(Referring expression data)
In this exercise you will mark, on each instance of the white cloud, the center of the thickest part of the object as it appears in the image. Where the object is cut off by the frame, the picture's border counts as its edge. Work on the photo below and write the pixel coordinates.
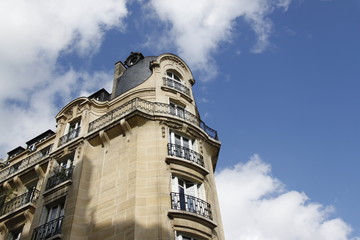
(197, 28)
(256, 206)
(34, 35)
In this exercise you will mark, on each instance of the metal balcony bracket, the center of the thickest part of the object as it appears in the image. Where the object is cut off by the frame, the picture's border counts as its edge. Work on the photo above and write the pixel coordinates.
(18, 182)
(40, 173)
(105, 141)
(6, 185)
(3, 228)
(28, 215)
(126, 127)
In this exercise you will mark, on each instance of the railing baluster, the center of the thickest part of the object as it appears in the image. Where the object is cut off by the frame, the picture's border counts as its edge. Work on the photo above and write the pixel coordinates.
(29, 197)
(191, 203)
(152, 108)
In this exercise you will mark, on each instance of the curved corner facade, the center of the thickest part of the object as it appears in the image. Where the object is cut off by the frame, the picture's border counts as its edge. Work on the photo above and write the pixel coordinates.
(134, 164)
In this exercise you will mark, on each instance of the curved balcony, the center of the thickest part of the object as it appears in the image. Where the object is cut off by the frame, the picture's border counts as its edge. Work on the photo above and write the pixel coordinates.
(171, 83)
(69, 136)
(152, 109)
(29, 197)
(190, 204)
(185, 153)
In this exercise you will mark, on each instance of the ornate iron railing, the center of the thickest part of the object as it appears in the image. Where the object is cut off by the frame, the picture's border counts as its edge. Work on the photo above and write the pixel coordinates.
(29, 197)
(171, 83)
(150, 108)
(191, 204)
(61, 175)
(48, 229)
(25, 163)
(185, 153)
(69, 136)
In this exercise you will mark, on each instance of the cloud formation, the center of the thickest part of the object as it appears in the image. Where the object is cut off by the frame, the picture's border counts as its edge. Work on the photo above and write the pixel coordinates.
(34, 36)
(256, 206)
(197, 28)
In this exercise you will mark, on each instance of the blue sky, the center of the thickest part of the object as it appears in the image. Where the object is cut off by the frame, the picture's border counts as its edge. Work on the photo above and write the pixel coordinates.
(278, 79)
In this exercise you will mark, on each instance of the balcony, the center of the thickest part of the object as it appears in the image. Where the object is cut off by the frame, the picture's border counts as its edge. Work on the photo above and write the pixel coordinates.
(10, 206)
(62, 175)
(150, 109)
(48, 230)
(25, 163)
(185, 153)
(171, 83)
(190, 204)
(69, 136)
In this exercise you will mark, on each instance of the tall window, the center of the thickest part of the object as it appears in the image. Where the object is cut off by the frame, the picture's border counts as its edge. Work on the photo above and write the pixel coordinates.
(180, 146)
(71, 132)
(15, 234)
(54, 211)
(72, 127)
(177, 110)
(52, 218)
(185, 194)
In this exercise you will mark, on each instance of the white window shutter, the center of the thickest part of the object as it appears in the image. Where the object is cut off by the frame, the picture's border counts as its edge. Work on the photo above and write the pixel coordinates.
(201, 190)
(67, 126)
(191, 189)
(174, 184)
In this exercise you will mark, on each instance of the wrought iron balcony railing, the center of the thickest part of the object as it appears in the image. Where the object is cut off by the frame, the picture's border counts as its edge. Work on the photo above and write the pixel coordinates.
(69, 136)
(152, 109)
(25, 163)
(62, 175)
(30, 196)
(48, 229)
(171, 83)
(191, 204)
(185, 153)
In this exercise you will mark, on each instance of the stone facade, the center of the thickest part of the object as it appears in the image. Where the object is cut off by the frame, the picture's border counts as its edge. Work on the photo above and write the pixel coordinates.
(137, 164)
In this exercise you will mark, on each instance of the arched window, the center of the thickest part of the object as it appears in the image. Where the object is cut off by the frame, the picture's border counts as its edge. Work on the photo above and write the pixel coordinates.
(173, 76)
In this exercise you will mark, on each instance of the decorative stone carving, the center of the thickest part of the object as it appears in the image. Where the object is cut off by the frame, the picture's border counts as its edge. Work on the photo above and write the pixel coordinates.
(175, 60)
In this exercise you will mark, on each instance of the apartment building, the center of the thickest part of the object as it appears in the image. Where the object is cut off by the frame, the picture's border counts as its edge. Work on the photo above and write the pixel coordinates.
(136, 163)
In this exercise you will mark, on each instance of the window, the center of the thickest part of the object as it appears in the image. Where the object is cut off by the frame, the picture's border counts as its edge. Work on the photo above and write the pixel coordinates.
(61, 173)
(15, 234)
(53, 216)
(185, 194)
(71, 132)
(180, 146)
(183, 237)
(54, 211)
(172, 76)
(72, 127)
(177, 110)
(173, 81)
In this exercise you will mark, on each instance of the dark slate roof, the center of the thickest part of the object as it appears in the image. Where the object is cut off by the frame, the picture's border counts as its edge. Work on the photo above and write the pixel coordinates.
(40, 137)
(102, 95)
(16, 151)
(134, 76)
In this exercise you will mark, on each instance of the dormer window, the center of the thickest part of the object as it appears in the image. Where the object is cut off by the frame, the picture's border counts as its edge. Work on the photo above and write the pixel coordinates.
(173, 76)
(173, 81)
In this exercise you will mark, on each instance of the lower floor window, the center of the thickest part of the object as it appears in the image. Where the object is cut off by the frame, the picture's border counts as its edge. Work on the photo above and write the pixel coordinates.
(184, 237)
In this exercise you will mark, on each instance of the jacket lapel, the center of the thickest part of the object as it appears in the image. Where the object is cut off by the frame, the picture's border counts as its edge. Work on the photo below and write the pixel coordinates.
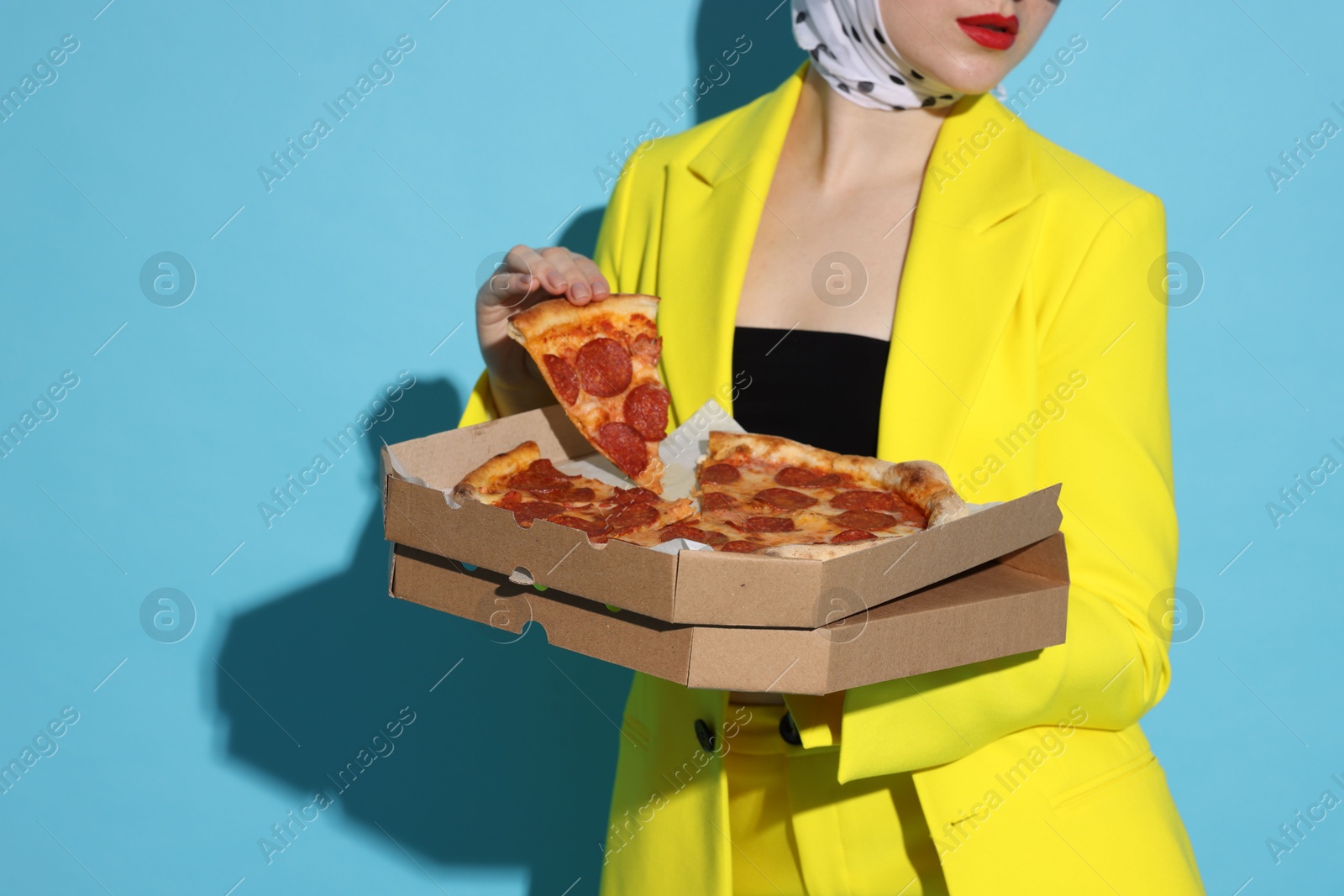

_How to complete this task_.
All entries above should be returned exactly, apart from their pictures.

_Expected answer_.
In this exercise you will mark, on each instance of the white cloud, the center of the thickest part of the object as it appears in the image. Where the object is cut off by the frame, the picture's border counts as its edge. Work on the photo below and write the pixel coordinates.
(197, 28)
(256, 206)
(34, 35)
In this exercise you will mark, on each instance of the metal balcony bracket, the center of the thickest part of the object as it appears in the image. Where the object is cut off by the frame, the picture's border counts as its edge. Work on the photo above and write the pixel coordinates.
(18, 182)
(40, 173)
(105, 141)
(6, 185)
(3, 228)
(28, 215)
(126, 127)
In this exercise you will mark, on each instance of the railing baluster, the center of the thickest part of the object as it appears in the image. Where the object is cut off by the frame, the picture's border counts as its edge. Work on the photo above and write the pixel coordinates.
(29, 197)
(191, 203)
(152, 108)
In this exercise you will mark, on each instance of the curved corner facade, the center of the thickest part of the object as it appears in the image. Where the object is cut off by the frame, the picture's border counts as its edge. Work on the photo above and write the pixel coordinates.
(134, 164)
In this exercise you will mark, on each instance of the curved balcony, the center of the thickest part of the object as it appears in the image. Where the object is cut off by the frame, the picture's border counts as its edge. Work on the photo above and write the pixel coordinates.
(171, 83)
(69, 136)
(152, 109)
(29, 197)
(190, 204)
(185, 153)
In this exercise you will mark, on each instance of the ornate iron railing, the center of the thickest part of the object as it appears in the image. Where the object is cut off by the frame, the picture's border counts as its edge. Work on the photo above and write the pixel coordinates.
(29, 197)
(171, 83)
(150, 108)
(191, 204)
(61, 175)
(48, 229)
(25, 163)
(185, 153)
(69, 136)
In this exercise you will mark, on each instance of the cloud formation, the center of the thickest part of the object as it appears in the image. Where the object is cut off by the frame, the picture's border counts as its edge. Work on the photo above and write the pixel coordinates.
(34, 36)
(256, 206)
(197, 28)
In this exercise you will mark, on each instance of the blue sky, the center of the thickest part of the object as it appears in the image. Where the object is cut off by the frame, the picture's border counts as its edge. Work on the photo above and write the pixel coordinates.
(278, 79)
In this exercise you will mark, on each instance of the balcony, the center of the thickest part of the object as it appears in the image. Where the object is cut off by the frame, the picture's border counts as its edge. Work on the photo above and write the pixel coordinates.
(10, 206)
(62, 175)
(150, 109)
(48, 230)
(25, 163)
(185, 153)
(171, 83)
(190, 204)
(69, 136)
In this exercise you will mark, on each instance of the tall window, the center of the thickest part of the object as it appears in the image. Where the object is cut off by the frame, the picture's border counts as its edge. Work on the photo above and write the pixel coordinates.
(180, 146)
(71, 132)
(15, 234)
(54, 211)
(72, 127)
(177, 110)
(52, 218)
(185, 194)
In this exercise you will mark, on each instance of the white window shutter, the center of the thickest part of the object as it appears in the image. Where the object is cut off by the frame, the picture's border counts as its edge. Work on the photo above and write the pixel coordinates.
(201, 190)
(67, 126)
(191, 189)
(174, 184)
In this exercise you will mark, on each instance of the wrought iron balcony railing, the center of the thickest part of the object as it appears in the image. Where the object is cut off by the frame, the picture's border counts as its edge. Work on the photo above and write the pixel coordinates.
(69, 136)
(152, 109)
(25, 163)
(62, 175)
(30, 196)
(48, 229)
(171, 83)
(191, 204)
(185, 153)
In this exercise you will mark, on each instance of the stone facade, the center of the thickest part of the object as it appears in the image. Where the object is cut off by the frame, the picture's border counts as its edge. Work on the photo above and write the pixel coordinates.
(137, 164)
In this exercise you will mark, on each instance of the arched window, the center of the thickest part of the object as it appears in the image. Where the object is cut off by the frame, the picture's border counts as its edge. Work on the photo above and write the pixel coordinates.
(173, 76)
In this exercise you will mark, on each instance of the decorative stone carving, the center of the thickest part of the object as it appears in the image. Where the object is cut off by the frame, the picture's border counts as its edge. Work on the photo above and write the pixel coordinates.
(175, 60)
In this exercise you will mark, on each instance of the apartment building, the center of the thickest part of the object as it appears in the image. Where the object is cut off by the frame, the picture's border counts as its edge. Work on the photo above and write the pixel coordinates.
(136, 163)
In this exercise you will mark, on each instance of the window, the center of the thickest part of the object as it appears in the image. Where the object is cut off by the frame, the picture's border counts as its edge. Work on the photo above and write the pixel coordinates.
(61, 173)
(15, 234)
(53, 216)
(185, 194)
(71, 132)
(180, 146)
(183, 237)
(54, 211)
(172, 76)
(72, 127)
(177, 110)
(173, 81)
In this exercise you will mark, on each instance of the dark slate roof, the center of the thickest part of the object as it appears in the image. Where the object is cut off by the frame, the picture's border counts as its edge. Work on the photo above and write the pixel coordinates.
(40, 137)
(102, 95)
(16, 151)
(134, 76)
In this exercise you will mark, on each instance of the dormer window, the center of the thickest part of the object as it appears in the image. Where the object is cut off by the frame, the picture's border counts as its edge. Work on the photo above and write the pixel coordinates.
(173, 76)
(173, 81)
In this exercise you will mark, on each instance of the lower floor window, the center of the thickest part of the object as it appears in the image. Where the object is cut off by the frame, the picture's border counts as its edge. Work on the photo above and write the pixel coordinates.
(184, 237)
In this exercise you will mark, on each instance of the jacket lapel, the center of the thickest part of the object as it appears in the image. Where the object is cut off by the frame, the picture's border counts as its edge. Work on the photo below and write the pixel coordinates.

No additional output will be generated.